Arbeitsanweisungen:
A. In welchem Jahr erhielt Fliederlich laut dem Text über den Skandal von Ingolstadt den Bescheid über die erfolgreiche Eintragung ins Vereinsregister?
B. Bitte setzen Sie den Text über den Skandal von Ingolstadt nach seinem letzten Satz fort.

Dokument:
• • • • •

1980: Der Skandal von Ingolstadt
Wiederentdeckt in Dokumenten des Fliederlich-Archivs
Heute erscheint es als Selbstverständlichkeit, dass queere Vereine und Einrichtungen rechtlich abgesichert agieren. Das war nicht immer so, wie der Blick in die noch gar nicht so ferne Vergangenheit zeigt. Auch kann die Kenntnis von damaligen Geschehnissen helfen, das Erreichte zu wahren und – als Ansporn und Mahnung zugleich – vor rückwärtsgewandten Kräften zu schützen.
Erste eingetragene queere Vereine
Anfang der 80er-Jahre des letzten Jahrhunderts: In ganz Deutschland beantragen Schwulengruppen und Homosexuelleninitiativen verstärkt die Eintragung in die amtlichen Vereinsregister. Auch Fliederlich, 1978 zunächst als Schwulengruppe gegründet, erhält 1981 den Bescheid über die erfolgreiche Eintragung in das Vereinsregister beim Amtsgericht Nürnberg und tritt seither als Fliederlich e. V. auf.

• • • • •

Bereitgestelltes Material:
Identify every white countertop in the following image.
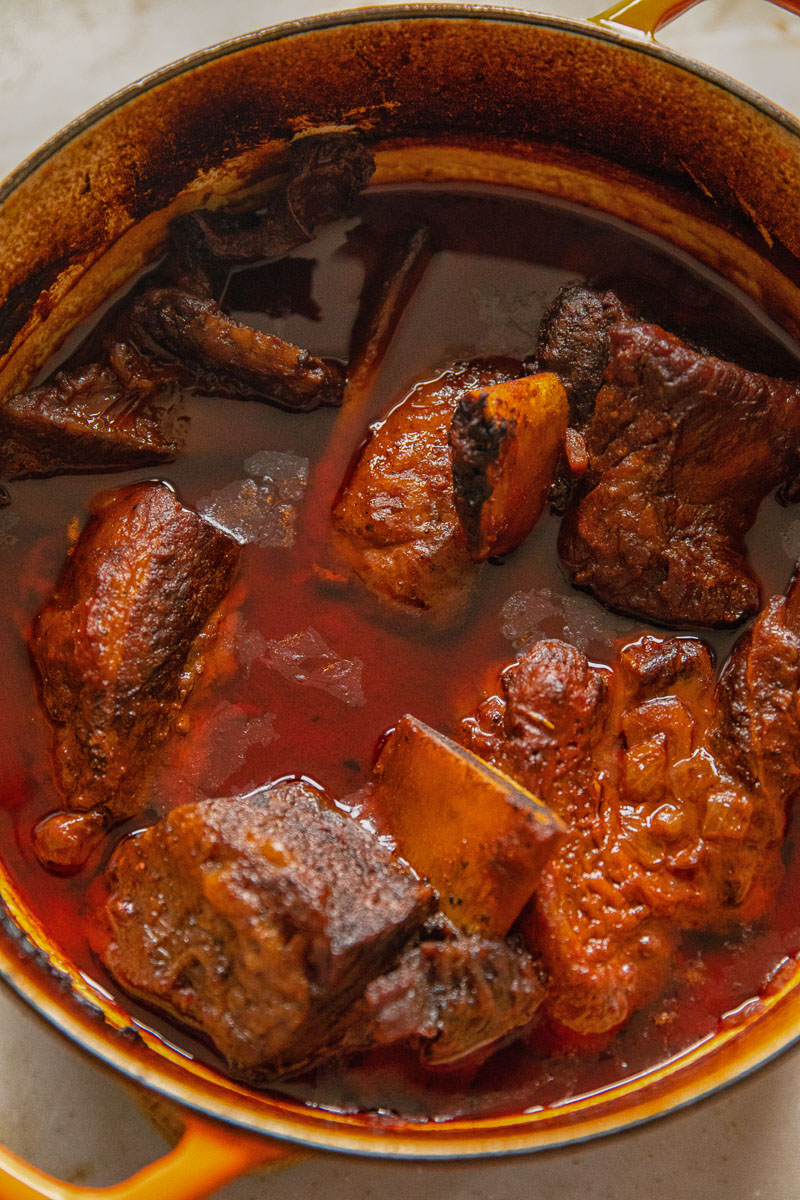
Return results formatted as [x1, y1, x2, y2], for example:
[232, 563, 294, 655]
[0, 0, 800, 1200]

• • • • •

Ergebnisse:
A. 1981

B.
Was in Nürnberg und andernorts problemlos gelingt, stößt im oberbayerischen Ingolstadt auf unerwartete Widerstände. Die Folge: Ein überregional beachteter Skandal, in dem auch damalige Fliederlich-Aktivisten involviert waren.
Ein amtlicher Kämpfer für Sitte und Moral
1980 hatte sich mit dem „Verein sexuell Gleichgesinnter Ingolstadt (VSG)“ eine neue Gruppe gegründet. Um Rechtsfähigkeit zu erlangen, beantragte sie sogleich die Eintragung in das Vereinsregister beim Amtsgericht Ingolstadt. Vorgelegt wurde dazu die Vereinssatzung, gleichlautend verfasst wie jene des schon bestehenden VSG München. Doch während die Eintragung in München gelungen war, erhielten die Ingolstädter schon nach wenigen Wochen einen Ablehnungsbescheid.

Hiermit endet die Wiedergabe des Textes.